* Begin Extracted text *
PAPACHRISTOU v. CITY OF JACKSONVILLE, 405 U.S. 156 (1972)

405 U.S. 156

PAPACHRISTOU ET AL. v. CITY OF JACKSONVILLE
CERTIORARI TO THE DISTRICT COURT OF APPEAL OF FLORIDA, FIRST DISTRICT

No. 70-5030.

Argued December 8, 1971
Decided February 24, 1972

The Jacksonville vagrancy ordinance, under which petitioners were convicted, is void for vagueness, in that it "fails to give a person of ordinary intelligence fair notice that his contemplated conduct is forbidden by the statute," it encourages arbitrary and erratic arrests and convictions, it makes criminal activities that by modern standards are normally innocent, and it places almost unfettered discretion in the hands of the police. Pp. 161-171.

236 So.2d 141, reversed.

DOUGLAS, J., delivered the opinion of the Court, in which all Members joined except POWELL and REHNQUIST, JJ., who took no part in the consideration or decision of the case.

Samuel S. Jacobson argued the cause and filed briefs for petitioners.

T. Edward Austin, Jr., argued the cause for respondent. With him on the brief were James C. Rinaman, Jr., and J. Edward Wall.

MR. JUSTICE DOUGLAS delivered the opinion of the Court.

This case involves eight defendants who were convicted in a Florida municipal court of violating a Jacksonville, Florida, vagrancy ordinance. 1 Their convictions [405 U.S. 156, 157]   were affirmed by the Florida Circuit Court in a consolidated appeal, and their petition for certiorari was denied by the District Court of Appeal on the authority of Johnson v. State, 202 So.2d 852. 2 The case is [405 U.S. 156, 158]   here on a petition for certiorari, which we granted. 403 U.S. 917 . For reasons which will appear, we reverse.
* End Extracted text *
* Begin Data lines *
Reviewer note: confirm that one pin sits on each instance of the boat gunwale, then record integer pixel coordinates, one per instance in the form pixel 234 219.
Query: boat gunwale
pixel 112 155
* End Data lines *
• Task brief:
Using the Papachristou case excerpt, answer these:
1. On what date was the case decided?
2. Which two justices took no part in the consideration or decision of the case?
3. How many defendants were convicted in the Florida municipal court?
The material shown with this text comes from a different source.

• The solution:
1. February 24, 1972
2. Powell and Rehnquist
3. Eight